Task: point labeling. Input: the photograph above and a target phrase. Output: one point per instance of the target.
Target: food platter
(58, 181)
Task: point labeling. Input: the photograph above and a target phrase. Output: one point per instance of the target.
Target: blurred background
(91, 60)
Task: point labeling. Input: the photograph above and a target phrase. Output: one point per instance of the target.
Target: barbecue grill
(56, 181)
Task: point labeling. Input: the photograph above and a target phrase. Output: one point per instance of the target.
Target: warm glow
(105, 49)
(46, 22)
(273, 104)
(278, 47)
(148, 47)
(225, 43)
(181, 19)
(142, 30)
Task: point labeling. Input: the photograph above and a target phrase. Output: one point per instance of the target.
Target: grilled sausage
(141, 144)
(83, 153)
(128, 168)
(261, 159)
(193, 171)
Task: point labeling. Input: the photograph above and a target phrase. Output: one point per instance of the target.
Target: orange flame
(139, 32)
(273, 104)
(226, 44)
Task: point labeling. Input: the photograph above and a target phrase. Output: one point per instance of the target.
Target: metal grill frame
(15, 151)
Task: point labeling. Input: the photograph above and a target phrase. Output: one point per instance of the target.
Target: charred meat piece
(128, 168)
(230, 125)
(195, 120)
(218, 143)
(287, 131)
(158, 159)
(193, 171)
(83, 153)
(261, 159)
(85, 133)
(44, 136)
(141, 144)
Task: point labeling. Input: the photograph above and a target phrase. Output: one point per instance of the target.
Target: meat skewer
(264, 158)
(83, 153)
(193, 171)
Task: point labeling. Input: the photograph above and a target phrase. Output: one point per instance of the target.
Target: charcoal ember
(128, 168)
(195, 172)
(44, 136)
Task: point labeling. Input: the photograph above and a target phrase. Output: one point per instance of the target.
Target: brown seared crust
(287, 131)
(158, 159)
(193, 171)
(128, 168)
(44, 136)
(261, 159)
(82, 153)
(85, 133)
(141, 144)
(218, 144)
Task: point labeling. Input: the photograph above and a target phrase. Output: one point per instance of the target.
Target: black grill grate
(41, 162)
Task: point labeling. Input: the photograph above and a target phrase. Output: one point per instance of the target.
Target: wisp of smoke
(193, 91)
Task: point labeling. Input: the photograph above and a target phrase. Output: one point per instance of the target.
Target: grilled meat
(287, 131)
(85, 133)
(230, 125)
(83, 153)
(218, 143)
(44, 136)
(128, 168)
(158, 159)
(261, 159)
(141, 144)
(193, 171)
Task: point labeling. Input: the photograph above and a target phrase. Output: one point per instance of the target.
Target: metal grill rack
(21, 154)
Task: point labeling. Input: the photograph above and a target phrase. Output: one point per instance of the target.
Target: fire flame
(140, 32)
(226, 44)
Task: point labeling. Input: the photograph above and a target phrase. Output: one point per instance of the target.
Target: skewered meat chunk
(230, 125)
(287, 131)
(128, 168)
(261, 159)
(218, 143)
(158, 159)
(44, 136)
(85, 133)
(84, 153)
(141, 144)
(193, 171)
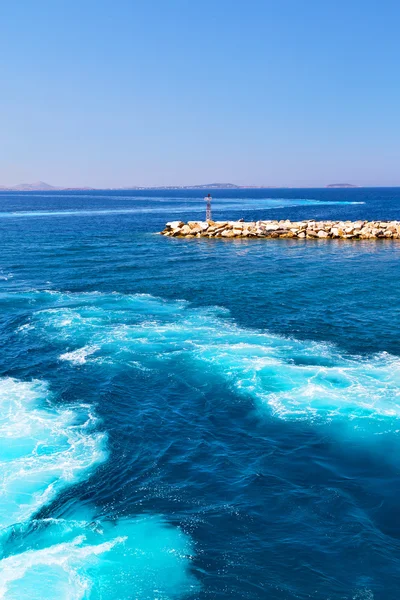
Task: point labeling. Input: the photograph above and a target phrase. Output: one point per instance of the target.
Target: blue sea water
(197, 419)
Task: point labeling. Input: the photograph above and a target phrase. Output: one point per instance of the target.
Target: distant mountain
(38, 186)
(341, 185)
(212, 186)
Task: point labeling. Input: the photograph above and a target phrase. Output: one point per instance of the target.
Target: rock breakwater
(310, 229)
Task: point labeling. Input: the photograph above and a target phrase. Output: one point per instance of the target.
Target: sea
(197, 419)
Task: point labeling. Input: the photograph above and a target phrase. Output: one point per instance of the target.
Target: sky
(108, 93)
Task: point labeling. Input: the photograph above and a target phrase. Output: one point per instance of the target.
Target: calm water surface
(193, 419)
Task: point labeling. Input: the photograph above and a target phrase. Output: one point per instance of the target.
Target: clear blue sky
(110, 93)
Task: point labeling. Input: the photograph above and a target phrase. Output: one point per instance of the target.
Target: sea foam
(43, 448)
(295, 379)
(97, 560)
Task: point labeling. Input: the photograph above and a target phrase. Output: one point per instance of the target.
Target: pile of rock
(362, 230)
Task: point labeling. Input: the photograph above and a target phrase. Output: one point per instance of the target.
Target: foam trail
(43, 449)
(295, 379)
(80, 559)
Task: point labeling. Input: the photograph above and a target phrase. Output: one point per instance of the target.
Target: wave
(237, 204)
(93, 558)
(294, 379)
(43, 448)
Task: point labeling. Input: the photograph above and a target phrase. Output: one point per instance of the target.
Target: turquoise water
(197, 418)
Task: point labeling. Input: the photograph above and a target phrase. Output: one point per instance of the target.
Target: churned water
(193, 419)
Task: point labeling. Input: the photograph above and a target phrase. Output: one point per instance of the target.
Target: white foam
(128, 558)
(79, 356)
(43, 448)
(295, 379)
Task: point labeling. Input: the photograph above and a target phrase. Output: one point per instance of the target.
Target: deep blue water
(197, 418)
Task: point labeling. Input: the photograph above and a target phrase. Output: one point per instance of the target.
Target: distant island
(339, 185)
(42, 186)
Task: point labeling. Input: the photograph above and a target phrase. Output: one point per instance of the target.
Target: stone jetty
(309, 229)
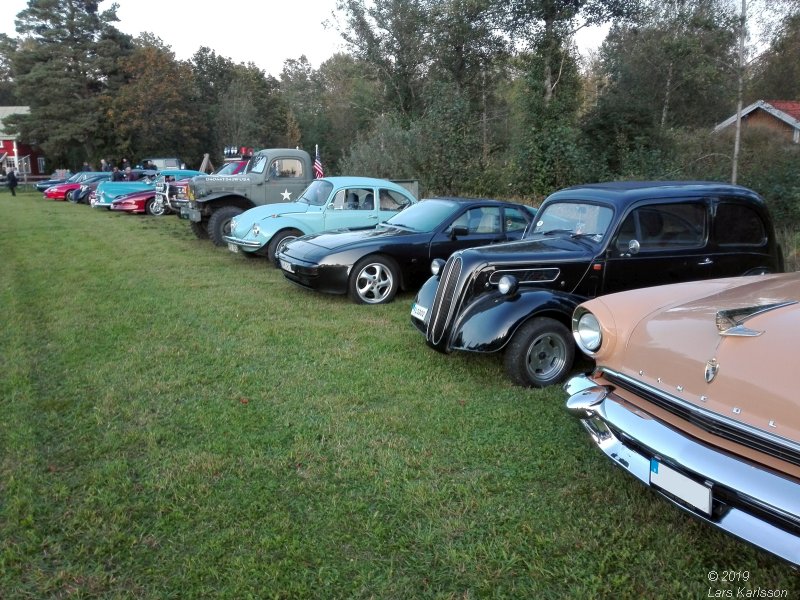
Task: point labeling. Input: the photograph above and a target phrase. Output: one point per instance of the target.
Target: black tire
(154, 209)
(541, 353)
(219, 224)
(374, 280)
(277, 241)
(200, 230)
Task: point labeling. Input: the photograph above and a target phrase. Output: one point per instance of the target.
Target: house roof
(10, 110)
(787, 111)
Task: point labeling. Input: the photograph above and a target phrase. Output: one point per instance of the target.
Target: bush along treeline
(470, 97)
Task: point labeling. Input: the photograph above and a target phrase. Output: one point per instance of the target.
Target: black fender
(212, 202)
(489, 323)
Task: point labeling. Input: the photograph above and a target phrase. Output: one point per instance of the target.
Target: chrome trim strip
(769, 491)
(707, 414)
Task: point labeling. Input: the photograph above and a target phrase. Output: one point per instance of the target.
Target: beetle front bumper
(754, 504)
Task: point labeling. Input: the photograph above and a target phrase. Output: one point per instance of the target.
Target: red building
(25, 158)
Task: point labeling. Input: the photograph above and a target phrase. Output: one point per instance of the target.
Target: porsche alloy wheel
(541, 353)
(374, 280)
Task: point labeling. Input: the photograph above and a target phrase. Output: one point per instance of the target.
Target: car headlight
(586, 330)
(508, 285)
(436, 266)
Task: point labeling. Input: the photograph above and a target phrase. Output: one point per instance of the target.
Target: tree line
(470, 97)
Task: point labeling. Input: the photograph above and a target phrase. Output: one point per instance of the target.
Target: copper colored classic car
(694, 394)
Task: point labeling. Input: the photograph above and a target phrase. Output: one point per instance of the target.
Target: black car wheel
(541, 353)
(199, 229)
(154, 208)
(374, 280)
(278, 241)
(219, 224)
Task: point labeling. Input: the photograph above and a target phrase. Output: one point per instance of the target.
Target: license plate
(677, 484)
(418, 311)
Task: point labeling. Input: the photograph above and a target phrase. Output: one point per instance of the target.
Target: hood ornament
(730, 322)
(712, 368)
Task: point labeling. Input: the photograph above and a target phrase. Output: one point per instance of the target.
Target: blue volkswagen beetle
(328, 203)
(108, 191)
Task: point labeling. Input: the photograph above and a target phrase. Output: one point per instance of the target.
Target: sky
(265, 32)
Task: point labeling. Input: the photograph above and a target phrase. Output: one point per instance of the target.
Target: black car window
(515, 220)
(664, 226)
(738, 224)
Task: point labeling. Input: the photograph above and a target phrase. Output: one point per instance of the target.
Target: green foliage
(179, 422)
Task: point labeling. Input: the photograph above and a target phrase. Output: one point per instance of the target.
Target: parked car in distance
(693, 396)
(41, 186)
(372, 265)
(108, 191)
(141, 202)
(328, 203)
(64, 191)
(589, 240)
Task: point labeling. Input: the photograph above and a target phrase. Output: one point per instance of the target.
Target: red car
(139, 202)
(63, 191)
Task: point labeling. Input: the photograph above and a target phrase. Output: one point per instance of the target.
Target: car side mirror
(458, 231)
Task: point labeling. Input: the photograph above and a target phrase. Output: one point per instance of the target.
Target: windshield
(424, 216)
(575, 218)
(317, 193)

> Task goal: Count the lines in the material above that contain "foam", and reply with only that number.

> Finished task: 3